- **EXERCISE**
Reproduce the listing below, swapping every occurrence of "gets one point" for "receives one point" and leaving all other text unchanged.

- **SOURCE RECORDS**
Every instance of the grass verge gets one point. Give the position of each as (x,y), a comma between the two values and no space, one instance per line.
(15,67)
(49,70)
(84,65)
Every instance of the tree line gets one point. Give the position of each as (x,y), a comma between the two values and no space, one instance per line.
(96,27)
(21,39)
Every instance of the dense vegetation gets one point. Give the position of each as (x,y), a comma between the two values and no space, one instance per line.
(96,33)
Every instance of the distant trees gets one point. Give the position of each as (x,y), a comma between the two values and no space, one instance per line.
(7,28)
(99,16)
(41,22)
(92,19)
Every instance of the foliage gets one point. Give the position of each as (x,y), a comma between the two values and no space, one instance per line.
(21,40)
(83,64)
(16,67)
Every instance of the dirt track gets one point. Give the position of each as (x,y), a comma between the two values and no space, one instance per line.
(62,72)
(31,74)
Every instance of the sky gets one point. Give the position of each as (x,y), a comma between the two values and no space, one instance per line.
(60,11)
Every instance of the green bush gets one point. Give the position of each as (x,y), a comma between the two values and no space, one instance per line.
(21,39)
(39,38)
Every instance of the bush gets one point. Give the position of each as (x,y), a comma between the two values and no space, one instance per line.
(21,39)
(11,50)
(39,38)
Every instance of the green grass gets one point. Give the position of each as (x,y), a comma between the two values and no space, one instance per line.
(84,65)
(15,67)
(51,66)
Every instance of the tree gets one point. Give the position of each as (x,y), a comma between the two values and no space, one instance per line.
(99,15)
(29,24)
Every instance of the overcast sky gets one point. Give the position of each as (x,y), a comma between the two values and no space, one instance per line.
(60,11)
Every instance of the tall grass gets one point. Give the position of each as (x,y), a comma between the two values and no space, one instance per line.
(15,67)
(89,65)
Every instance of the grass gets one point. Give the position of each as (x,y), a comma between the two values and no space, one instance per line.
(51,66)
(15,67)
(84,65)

- **EXERCISE OUTPUT**
Every instance of the grass verge receives one point. Give the position of each as (x,y), a comma between the two values and no space, one instance per line.
(15,67)
(49,70)
(84,65)
Every instance of the tree line receives one point. Give the position of each as (x,y), a comma between the two values and no space, one instance per line.
(96,27)
(21,39)
Every instance of the dense vegetation receives one point. Give the position of each as (x,y), a comma between the two values and no space, one instance per line.
(96,33)
Every instance of the distant trees receives one point. Give the position of each as (x,y), a comma between the two values and no space, one instance per line.
(7,28)
(99,16)
(41,22)
(92,19)
Every instance of the foliage receives one point. Give the position of each as (x,y), a comma between the two values and no space, one instance per line.
(21,40)
(83,64)
(16,67)
Every instance of the dirt track receives one point. Give the position of each as (x,y), a comma between the two values and no space, one instance per line.
(62,72)
(31,74)
Every instance of the sky receives one point. Give the position of each as (x,y), a comma between the two values and no space, one instance per line.
(60,11)
Every instance of the green bush receives one point. Give the position of each as (x,y), a comma between the two values and no space, one instance per line.
(21,39)
(39,38)
Every instance of the bush receives one point. Give the position of each as (x,y), a comma between the two values and no space, one instance per line.
(21,39)
(11,50)
(39,38)
Every instance of the green grass receives one point. Give the position of each as (x,y), a comma between the two values and no space, one instance per line.
(84,65)
(15,67)
(51,66)
Every instance of the tree receives one point. Give the position of each as (x,y), a comma between the two values and no space, one instance per line.
(99,15)
(29,24)
Every instance of the overcast sky receives one point. Give the position of each as (x,y), a comma between the two values and no space, one instance per line.
(60,11)
Every instance of the tall grass receives one point. Give the position of each as (x,y), a comma between the two values and no space, one instance per line.
(15,67)
(89,65)
Every instance of the grass receives one point. Give the position of each as (x,y), a comma between the two values and no space, one instance per line.
(51,66)
(15,67)
(84,65)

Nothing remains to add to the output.